[Stored dataset items]
- - - - - - -

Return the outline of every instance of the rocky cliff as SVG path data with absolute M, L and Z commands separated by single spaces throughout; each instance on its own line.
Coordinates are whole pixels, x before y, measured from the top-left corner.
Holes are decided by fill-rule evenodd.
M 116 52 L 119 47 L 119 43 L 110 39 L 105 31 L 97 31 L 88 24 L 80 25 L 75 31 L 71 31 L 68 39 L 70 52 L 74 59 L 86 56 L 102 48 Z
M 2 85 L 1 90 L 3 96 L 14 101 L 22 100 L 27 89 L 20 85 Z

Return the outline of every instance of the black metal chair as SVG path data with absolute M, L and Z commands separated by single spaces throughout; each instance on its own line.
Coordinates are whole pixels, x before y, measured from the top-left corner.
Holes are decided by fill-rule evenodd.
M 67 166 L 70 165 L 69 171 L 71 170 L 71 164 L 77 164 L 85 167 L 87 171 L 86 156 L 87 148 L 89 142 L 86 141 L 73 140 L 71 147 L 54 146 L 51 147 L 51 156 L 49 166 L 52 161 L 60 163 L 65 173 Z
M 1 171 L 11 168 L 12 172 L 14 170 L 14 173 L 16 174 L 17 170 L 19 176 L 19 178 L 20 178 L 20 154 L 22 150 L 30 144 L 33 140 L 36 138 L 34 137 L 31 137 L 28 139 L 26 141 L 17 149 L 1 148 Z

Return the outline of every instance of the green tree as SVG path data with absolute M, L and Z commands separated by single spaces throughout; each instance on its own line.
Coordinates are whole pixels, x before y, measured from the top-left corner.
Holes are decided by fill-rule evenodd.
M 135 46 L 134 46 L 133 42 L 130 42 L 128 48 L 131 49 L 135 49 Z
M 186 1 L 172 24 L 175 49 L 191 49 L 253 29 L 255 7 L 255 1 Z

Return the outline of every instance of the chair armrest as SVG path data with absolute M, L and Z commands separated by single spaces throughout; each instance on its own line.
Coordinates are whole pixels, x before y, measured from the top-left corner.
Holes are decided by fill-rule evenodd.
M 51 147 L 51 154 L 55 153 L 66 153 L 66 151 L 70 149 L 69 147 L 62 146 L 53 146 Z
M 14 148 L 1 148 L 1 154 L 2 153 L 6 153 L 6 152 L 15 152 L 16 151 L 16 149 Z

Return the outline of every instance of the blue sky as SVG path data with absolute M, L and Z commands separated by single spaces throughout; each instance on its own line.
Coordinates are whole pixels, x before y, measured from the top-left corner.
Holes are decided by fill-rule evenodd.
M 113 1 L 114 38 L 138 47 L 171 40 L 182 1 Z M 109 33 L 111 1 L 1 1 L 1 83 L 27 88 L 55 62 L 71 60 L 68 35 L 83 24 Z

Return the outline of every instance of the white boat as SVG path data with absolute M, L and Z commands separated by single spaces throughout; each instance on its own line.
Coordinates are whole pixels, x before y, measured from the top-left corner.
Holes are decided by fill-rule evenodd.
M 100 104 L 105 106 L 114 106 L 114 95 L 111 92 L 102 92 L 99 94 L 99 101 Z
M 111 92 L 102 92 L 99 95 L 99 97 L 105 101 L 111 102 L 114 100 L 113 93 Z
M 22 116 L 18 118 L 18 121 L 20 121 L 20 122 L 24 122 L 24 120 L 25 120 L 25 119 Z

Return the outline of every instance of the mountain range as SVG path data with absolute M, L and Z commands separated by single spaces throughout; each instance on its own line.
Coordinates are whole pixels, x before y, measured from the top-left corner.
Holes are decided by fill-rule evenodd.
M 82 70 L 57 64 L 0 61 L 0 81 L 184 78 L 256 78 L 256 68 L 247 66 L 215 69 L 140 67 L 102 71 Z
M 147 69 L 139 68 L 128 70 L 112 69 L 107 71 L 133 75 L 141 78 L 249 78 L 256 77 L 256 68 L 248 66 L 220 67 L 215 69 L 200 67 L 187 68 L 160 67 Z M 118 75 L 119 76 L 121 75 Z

- - - - - - -

# Exercise
Rescale the lines starting at the one containing "Return the outline of every instance of the black" and ending at the one containing "M 186 1 L 172", both included, reproducing them in full with the requests unchanged. Multiply every coordinate in the answers by 1.45, rounding each to a whole number with halves rounded up, and return only those lines.

# Solution to this task
Return the outline of every instance of the black metal chair as SVG path data with absolute M, L and Z commands separated by single spaces throughout; each instance on its own line.
Coordinates are whole pixels, x before y, measured from the top-left corner.
Holes are decided by fill-rule evenodd.
M 97 241 L 102 239 L 100 248 L 103 247 L 103 238 L 112 238 L 123 242 L 126 248 L 125 226 L 126 215 L 129 206 L 125 204 L 106 203 L 103 213 L 78 212 L 74 213 L 74 226 L 71 241 L 75 233 L 87 236 L 94 251 Z
M 1 248 L 16 244 L 17 249 L 20 247 L 20 251 L 23 252 L 25 247 L 28 255 L 28 258 L 29 258 L 29 223 L 32 218 L 44 209 L 48 203 L 52 200 L 49 199 L 45 199 L 41 202 L 38 204 L 25 216 L 1 215 Z

Return the outline of every instance of the green tree as SVG path data with absolute M, L and Z commands separated by single spaces throughout; each instance on its own line.
Coordinates are whole pixels, x before y, measured from the top-left corner.
Holes are decided by fill-rule evenodd.
M 196 67 L 194 67 L 193 61 L 189 61 L 186 70 L 190 71 L 196 71 Z
M 270 1 L 249 35 L 254 71 L 277 71 L 367 42 L 370 10 L 370 1 Z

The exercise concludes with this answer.